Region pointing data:
==*==

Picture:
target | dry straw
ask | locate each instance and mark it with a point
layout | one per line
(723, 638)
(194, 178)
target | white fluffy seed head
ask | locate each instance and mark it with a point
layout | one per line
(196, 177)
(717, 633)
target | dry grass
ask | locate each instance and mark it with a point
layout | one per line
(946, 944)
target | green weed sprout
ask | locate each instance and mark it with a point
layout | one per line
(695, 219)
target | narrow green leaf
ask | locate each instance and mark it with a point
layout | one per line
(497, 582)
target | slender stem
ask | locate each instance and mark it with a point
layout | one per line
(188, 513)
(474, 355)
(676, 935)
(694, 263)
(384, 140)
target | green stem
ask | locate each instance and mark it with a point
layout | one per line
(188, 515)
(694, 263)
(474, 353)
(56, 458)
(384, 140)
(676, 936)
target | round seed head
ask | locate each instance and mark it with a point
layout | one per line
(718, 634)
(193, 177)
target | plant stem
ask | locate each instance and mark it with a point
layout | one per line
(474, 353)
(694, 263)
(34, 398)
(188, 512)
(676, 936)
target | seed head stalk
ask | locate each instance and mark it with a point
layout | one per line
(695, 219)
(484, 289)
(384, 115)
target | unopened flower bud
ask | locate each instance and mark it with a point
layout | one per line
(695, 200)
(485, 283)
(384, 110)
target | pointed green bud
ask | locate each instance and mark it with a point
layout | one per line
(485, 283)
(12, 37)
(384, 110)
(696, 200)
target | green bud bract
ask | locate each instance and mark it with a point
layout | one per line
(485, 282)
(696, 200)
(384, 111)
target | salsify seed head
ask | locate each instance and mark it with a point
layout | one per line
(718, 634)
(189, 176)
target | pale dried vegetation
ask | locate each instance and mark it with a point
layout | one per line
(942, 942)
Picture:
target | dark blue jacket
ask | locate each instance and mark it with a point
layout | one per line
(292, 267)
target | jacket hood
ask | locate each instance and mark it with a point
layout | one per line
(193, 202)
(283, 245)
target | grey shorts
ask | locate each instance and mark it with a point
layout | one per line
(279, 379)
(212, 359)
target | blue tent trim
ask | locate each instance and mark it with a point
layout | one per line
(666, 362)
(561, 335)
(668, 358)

==*==

Lines holding "blue" in the data above: copy each of them.

▶ Solution to this problem
target | dark blue jacket
target | blue tent trim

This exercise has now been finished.